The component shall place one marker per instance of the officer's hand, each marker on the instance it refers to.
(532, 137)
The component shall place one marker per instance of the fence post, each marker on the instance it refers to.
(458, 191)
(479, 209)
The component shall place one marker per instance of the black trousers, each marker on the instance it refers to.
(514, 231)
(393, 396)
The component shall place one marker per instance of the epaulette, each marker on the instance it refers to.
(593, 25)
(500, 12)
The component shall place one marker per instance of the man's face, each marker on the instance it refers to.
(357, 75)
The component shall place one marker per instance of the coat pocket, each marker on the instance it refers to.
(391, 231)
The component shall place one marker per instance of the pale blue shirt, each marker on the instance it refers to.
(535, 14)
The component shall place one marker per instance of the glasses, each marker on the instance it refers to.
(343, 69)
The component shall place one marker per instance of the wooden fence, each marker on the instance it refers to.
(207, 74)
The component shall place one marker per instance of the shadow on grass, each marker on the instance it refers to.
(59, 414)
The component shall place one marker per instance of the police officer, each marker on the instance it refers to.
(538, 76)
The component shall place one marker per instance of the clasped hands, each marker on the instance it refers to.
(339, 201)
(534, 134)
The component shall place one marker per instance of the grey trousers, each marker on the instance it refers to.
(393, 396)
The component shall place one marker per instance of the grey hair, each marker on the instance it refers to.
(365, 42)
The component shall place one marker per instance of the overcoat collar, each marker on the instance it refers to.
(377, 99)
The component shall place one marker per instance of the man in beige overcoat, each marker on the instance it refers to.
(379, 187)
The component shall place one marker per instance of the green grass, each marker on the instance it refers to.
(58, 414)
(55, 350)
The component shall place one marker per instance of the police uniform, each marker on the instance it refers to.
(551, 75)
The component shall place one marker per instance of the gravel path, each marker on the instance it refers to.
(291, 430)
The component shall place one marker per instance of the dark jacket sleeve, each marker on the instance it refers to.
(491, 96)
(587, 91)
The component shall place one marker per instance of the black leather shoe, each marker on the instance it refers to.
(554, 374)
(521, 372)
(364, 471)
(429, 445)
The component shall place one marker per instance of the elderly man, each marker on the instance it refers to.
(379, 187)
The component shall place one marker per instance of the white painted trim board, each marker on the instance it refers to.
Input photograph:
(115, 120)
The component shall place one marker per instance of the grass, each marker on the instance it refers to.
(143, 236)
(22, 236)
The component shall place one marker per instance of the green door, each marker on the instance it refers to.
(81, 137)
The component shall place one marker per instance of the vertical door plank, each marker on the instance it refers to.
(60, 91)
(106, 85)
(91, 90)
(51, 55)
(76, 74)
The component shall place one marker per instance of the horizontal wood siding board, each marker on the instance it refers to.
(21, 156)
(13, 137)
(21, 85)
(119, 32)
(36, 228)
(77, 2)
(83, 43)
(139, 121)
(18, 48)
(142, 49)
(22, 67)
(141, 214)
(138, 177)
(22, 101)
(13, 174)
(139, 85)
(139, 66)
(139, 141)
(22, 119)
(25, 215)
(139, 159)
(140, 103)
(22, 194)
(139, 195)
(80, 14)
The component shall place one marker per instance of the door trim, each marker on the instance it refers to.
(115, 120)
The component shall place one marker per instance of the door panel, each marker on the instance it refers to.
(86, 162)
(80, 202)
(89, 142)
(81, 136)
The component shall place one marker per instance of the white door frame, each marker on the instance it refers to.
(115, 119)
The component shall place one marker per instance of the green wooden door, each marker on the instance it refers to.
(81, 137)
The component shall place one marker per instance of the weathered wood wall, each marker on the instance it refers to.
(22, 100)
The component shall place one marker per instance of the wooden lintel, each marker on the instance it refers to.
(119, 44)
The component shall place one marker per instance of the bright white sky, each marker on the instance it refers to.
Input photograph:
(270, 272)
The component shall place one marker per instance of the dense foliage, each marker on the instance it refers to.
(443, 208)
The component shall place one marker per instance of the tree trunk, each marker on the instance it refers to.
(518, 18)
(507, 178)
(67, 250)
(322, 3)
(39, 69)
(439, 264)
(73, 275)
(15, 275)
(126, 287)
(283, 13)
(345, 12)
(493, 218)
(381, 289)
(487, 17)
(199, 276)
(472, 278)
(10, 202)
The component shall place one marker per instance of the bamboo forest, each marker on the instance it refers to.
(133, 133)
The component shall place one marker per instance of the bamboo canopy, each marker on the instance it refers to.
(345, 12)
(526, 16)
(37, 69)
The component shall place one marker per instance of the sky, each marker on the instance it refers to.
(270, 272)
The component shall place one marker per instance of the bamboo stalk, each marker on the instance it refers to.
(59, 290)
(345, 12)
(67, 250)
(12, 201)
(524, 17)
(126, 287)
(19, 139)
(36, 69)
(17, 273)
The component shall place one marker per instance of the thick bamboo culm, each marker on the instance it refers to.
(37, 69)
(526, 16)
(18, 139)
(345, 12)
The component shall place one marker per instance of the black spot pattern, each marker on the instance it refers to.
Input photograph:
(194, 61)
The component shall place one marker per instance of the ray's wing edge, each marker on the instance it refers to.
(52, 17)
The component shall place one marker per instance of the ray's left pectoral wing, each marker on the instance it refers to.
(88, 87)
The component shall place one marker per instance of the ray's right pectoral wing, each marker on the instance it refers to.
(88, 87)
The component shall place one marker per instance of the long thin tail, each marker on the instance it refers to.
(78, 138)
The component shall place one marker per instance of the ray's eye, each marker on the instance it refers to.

*TASK TO CARRY OUT*
Every record above should be copied exactly.

*TASK SOLUTION*
The component shall place one marker per instance of the officer's hand, each marker on the instance it refers to.
(532, 137)
The component shall place one marker per instance of the fence post, each marker on the instance it refers to.
(458, 191)
(479, 209)
The component shall place one marker per instance of the black trousers, each marker on the instance it refers to.
(514, 231)
(393, 396)
The component shall place one marker per instance of the epaulette, each marker on the instance it refers to.
(593, 25)
(500, 12)
The component shall place one marker per instance of the man's face, each marker on the instance it refers to.
(357, 75)
The component shall place one marker per instance of the coat pocket, each marker on the instance it refers to.
(391, 231)
The component shall place one marker per instance of the pale blue shirt, each marker on the instance it refers to.
(535, 14)
The component shall place one marker per instance of the glasses, each marker on the instance it refers to.
(343, 69)
The component shall place one marker per instance of the wooden fence, each marker on the instance it refers to.
(207, 74)
The component shall place one marker per instance of the shadow on grass, each marker on the instance it refers to.
(59, 414)
The component shall place one marker per instance of the police officer, each marker on the instance it refers to.
(538, 76)
The component shall place one marker per instance of the clasped hands, each marker on the instance it refers to.
(339, 201)
(534, 134)
The component shall place one marker per instance of the grey trousers, each marker on the instance it refers to.
(393, 396)
The component shall place one marker per instance of the grey hair, each marker on the instance it refers to.
(365, 42)
The component shall place one marker per instance of the overcoat collar, each marker on the instance it refers to.
(377, 99)
The component shall place one marker per instance of the man in beige overcoat, each marker on the instance it refers to.
(379, 187)
The component shall place one marker per instance of the green grass, each marker on the instance it refers to.
(58, 414)
(55, 350)
The component shall place one marker per instance of the police uniform, each marker on the instance it refers to.
(551, 75)
The component shall place one marker per instance of the gravel path, each marker on the instance it refers to.
(291, 430)
The component shall place one marker per instance of the dark jacket sleeve, each marker on the instance it refers to.
(491, 96)
(587, 91)
The component shall place one marker per instance of the black leather shoe, each marker on the instance it refers to.
(554, 374)
(521, 372)
(364, 471)
(429, 445)
The component shall place one marker per instance of the elderly man, each marker on the instance it refers to.
(379, 187)
The component shall place one marker per instance of the white painted trim board, each marker on the instance it refers to.
Input photograph:
(115, 120)
The component shall place one marker per instance of the grass, each marker on the instance it refers to.
(143, 236)
(22, 236)
The component shall place one marker per instance of the green door, each marker on the instance it refers to.
(81, 137)
The component shall place one marker per instance of the vertical door plank, each marker on the instance it refers to.
(60, 91)
(106, 85)
(91, 90)
(51, 55)
(76, 74)
The component shall place one marker per instance of the horizontal wood siding board, each marker on the instance it refers to.
(21, 156)
(13, 137)
(21, 85)
(119, 32)
(36, 228)
(77, 2)
(83, 43)
(139, 121)
(18, 48)
(142, 49)
(22, 67)
(141, 214)
(138, 177)
(22, 101)
(13, 174)
(139, 85)
(139, 66)
(139, 141)
(22, 119)
(25, 215)
(139, 159)
(140, 103)
(22, 194)
(139, 195)
(80, 14)
The component shall place one marker per instance of the door trim, each marker on the instance it refers to.
(115, 120)
The component shall place one marker per instance of the door panel, each marker on the instance it refers to.
(86, 162)
(80, 202)
(89, 142)
(81, 136)
The component shall place one marker per instance of the white door frame, each marker on the instance it refers to.
(115, 119)
The component shall place one marker per instance of the green wooden door, each marker on the instance it refers to.
(81, 137)
The component shall place one marker per instance of the weathered wood wall, each marker on the instance it refers to.
(22, 100)
The component shall place one marker per instance of the wooden lintel, each marker on the instance it refers to.
(119, 44)
The component shall place one marker per instance of the bright white sky, each marker on the instance it refers to.
Input photograph:
(270, 272)
The component shall place one marker per instance of the dense foliage, each marker on the instance it refers to.
(443, 208)
The component shall place one marker per instance of the tree trunk, each marker on the instance it refers to.
(518, 18)
(507, 178)
(67, 250)
(322, 3)
(39, 69)
(439, 264)
(73, 275)
(15, 275)
(126, 287)
(283, 13)
(345, 12)
(493, 218)
(381, 289)
(487, 17)
(199, 276)
(472, 278)
(10, 202)
The component shall place one marker per instance of the bamboo forest, each marker on the instance it refers to.
(133, 133)
The component shall place one marker per instance of the bamboo canopy, each marker on the instance it refers to.
(345, 12)
(526, 16)
(37, 69)
The component shall place one marker per instance of the sky, each marker on the instance it refers to.
(270, 272)
The component shall place one marker per instance of the bamboo stalk, each marker on the instance it refers to.
(59, 290)
(345, 12)
(67, 250)
(12, 201)
(524, 17)
(126, 287)
(19, 139)
(36, 69)
(17, 273)
The component shall place one marker per instance of the thick bamboo culm, each marker on the instance it refers to.
(37, 69)
(526, 16)
(18, 139)
(345, 12)
The component shall place one marker per instance of the black spot pattern, each marker on the instance it refers to.
Input photograph:
(194, 61)
The component shall place one marker per instance of the ray's wing edge, each marker on the instance it refers to.
(52, 17)
The component shall place one marker per instance of the ray's left pectoral wing, each marker on the instance it refers to.
(88, 87)
The component shall place one marker per instance of the ray's right pectoral wing, each marker on the instance it refers to.
(88, 87)
The component shall place one marker per instance of the long thin tail, each marker on the instance it refers to.
(78, 138)
The component shall place one marker per instance of the ray's eye, each marker on the instance it refers to.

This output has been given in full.